**Objectives**
(a) In the passage on energy companies and the climate debate, rewrite the part from "Corporate allies in" to "the following scenarios?", replacing "climate scientists" with "atmospheric researchers".
(b) In the passage on energy companies and the climate debate, why do legislators respond to campaign contributions from deep pockets?
(c) Write what comes next in the passage on energy companies and the climate debate, picking up after its final sentence.

-- Start Extract --

The big energy companies like Exxon and BP are based on fossil fuels, a resource that is nonrenewable—one day it will no longer exist. Since they’re in the energy business to stay, and are not being run by stupid people, one must assume they know this. From that it’s logical to assume they would be positioning themselves for the day when they have to find a new source of energy. But, in order to do that, they must survive. Immediate transition to an alternate source, assuming such a reliable source was immediately available, would be an expensive undertaking. It’s logical, therefore (to me at least) that they would try to make as much as possible, for as long as possible from the existing source until they can profitably develop and exploit an alternative. It doesn’t surprise me, then, to see them use stonewalling, lobbying, or other delaying tactics that allow them to remain profitable while they make the necessary adjustments. I’m not saying this approvingly, just stating what seems an obvious conclusion to me.
Energy companies—many big corporations in fact—lobby legislators to stonewall unfavorable regulatory laws, or spin them in their favor, for the same reason. The fact is, many of these regulations are ineffective, or only marginally effective, and are always costly, which in their view threatens their economic survival.
Corporate allies in this are legislators who, concerned with getting elected or staying in office, respond to campaign contributions from deep pockets, and media outlets that present the issue in ways that often only further confuse an already complex issue.
Claiming to be objective, and presenting both side of the argument, the media often presents debates between climate scientists, who express their degree of uncertainty honestly as they argue that climate change is real, and anti-global warming activists who often have no scientific credentials and rely on emotional arguments. Faced with a scientist with charts and diagrams, who gives percentages and talks about degrees of certainty, and an activist who talks about job loss, and lack of certainty, it’s no wonder most people are confused. How would react to the following scenarios?

-- End Extract --
-- Start Given records --

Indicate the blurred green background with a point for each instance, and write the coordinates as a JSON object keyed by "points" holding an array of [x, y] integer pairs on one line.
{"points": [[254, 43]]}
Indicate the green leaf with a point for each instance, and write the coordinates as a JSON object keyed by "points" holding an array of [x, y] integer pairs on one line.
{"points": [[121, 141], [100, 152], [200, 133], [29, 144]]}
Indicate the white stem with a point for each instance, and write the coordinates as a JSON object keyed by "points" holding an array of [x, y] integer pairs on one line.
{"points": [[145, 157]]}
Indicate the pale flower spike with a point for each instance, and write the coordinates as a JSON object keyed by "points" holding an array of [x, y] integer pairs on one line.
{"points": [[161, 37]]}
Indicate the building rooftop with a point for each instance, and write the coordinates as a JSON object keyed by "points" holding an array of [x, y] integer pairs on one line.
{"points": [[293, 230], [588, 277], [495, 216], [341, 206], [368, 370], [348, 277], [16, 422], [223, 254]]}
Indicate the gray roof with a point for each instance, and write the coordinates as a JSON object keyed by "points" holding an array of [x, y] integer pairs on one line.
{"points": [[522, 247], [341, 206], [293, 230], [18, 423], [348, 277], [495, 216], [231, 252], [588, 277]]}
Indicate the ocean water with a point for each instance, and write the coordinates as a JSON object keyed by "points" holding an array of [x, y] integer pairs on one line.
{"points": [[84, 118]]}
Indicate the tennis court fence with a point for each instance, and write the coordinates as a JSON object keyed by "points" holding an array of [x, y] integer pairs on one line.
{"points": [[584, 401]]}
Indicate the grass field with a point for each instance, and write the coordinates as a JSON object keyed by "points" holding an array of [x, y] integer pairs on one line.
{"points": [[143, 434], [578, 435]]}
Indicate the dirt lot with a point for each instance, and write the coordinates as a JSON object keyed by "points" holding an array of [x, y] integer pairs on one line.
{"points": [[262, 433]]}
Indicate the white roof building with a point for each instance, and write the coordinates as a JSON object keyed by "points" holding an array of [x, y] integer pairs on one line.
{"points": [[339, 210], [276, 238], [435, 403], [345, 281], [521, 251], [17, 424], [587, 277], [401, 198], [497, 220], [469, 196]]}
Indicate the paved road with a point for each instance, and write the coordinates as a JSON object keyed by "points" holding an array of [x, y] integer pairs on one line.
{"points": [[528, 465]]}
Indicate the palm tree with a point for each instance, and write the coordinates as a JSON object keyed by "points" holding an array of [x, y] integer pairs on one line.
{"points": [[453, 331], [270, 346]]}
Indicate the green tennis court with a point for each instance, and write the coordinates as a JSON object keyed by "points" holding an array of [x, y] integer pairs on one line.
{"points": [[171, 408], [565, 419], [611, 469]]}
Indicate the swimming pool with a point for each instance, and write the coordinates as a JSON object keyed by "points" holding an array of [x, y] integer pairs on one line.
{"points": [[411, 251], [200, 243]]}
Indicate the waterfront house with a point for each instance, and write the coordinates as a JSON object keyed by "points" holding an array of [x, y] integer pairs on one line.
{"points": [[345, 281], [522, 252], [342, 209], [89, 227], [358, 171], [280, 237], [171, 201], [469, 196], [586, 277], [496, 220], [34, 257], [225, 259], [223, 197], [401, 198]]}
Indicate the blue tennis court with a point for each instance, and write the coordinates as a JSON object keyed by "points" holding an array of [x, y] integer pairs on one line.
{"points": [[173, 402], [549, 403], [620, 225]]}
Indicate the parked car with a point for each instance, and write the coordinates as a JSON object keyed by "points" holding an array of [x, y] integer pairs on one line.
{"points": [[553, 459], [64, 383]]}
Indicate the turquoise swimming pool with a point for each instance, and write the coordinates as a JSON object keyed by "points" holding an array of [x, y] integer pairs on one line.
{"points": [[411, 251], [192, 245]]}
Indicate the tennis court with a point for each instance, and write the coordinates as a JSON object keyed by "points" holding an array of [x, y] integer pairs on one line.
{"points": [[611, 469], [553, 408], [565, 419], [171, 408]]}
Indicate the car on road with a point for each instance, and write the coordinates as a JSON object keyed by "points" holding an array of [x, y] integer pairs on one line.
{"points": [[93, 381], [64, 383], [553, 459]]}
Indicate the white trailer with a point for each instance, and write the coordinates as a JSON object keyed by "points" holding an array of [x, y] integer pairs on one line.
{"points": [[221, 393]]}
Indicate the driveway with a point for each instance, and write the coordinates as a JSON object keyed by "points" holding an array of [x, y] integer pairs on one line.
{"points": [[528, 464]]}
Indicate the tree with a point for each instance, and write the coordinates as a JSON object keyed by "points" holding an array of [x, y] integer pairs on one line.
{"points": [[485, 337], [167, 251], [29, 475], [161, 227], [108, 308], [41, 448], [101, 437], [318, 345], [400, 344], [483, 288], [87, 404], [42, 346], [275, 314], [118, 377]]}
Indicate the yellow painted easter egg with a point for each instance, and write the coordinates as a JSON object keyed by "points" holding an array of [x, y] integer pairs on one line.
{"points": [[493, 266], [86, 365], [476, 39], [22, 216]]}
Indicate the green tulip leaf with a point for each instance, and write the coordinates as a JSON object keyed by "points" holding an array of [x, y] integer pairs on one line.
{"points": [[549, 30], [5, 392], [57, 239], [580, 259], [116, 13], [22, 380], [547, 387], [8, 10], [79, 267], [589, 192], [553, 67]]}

-- End Given records --

**Responses for each task**
(a)
Corporate allies in this are legislators who, concerned with getting elected or staying in office, respond to campaign contributions from deep pockets, and media outlets that present the issue in ways that often only further confuse an already complex issue.
Claiming to be objective, and presenting both side of the argument, the media often presents debates between atmospheric researchers, who express their degree of uncertainty honestly as they argue that climate change is real, and anti-global warming activists who often have no scientific credentials and rely on emotional arguments. Faced with a scientist with charts and diagrams, who gives percentages and talks about degrees of certainty, and an activist who talks about job loss, and lack of certainty, it’s no wonder most people are confused. How would react to the following scenarios?

(b) They are concerned with getting elected or staying in office.

(c)
-         In 100 years the average global temperature will rise another 0.5 to 8.6oF, causing a rise in the sea levels. With such a wide temperature range, the sea level rise can only be roughly estimated.
-         During the winter of 2014-2015 the northeast U.S. experienced a polar vortex, dumping unprecedented amounts of snow. In March 2015, Senator Jim Inhofe, a Republican from Oklahoma walked onto the floor of the Senate with a snowball in his hand, claiming that this proved that there was no such thing as global warming.
If you’re a non-scientist, you’d likely be more moved by the second scenario. I believe in global warming, but by the time I was shoveling more than three feet of snow from my driveway for the fourth time, the last time in late March, I had to admit to being concerned. Instead of immediately changing my belief, though, I did a little reading. What I learned was that warmer temperatures cause moisture to be retained in the air. At certain temperatures, this water is released as rain or snow—in large amounts. Warmer average temperatures also affect winds which causes shifts in the polar vortex, normally contained over the poles. The large precipitations—deluges or blizzards, are of relatively short duration, but heavy in volume, and in the case of rain causes severe flooding. The warmer average winters we’ve experienced for the past few years also increase snow melt which leads to floods. Strangely, after such heavy unseasonal rains or snows, in some areas severe droughts follow. Damage following damage.
If these unusual weather patterns continue, the resilience and recovery capability of certain areas and communities could be stressed to the breaking point.

What are our moral and ethical obligations?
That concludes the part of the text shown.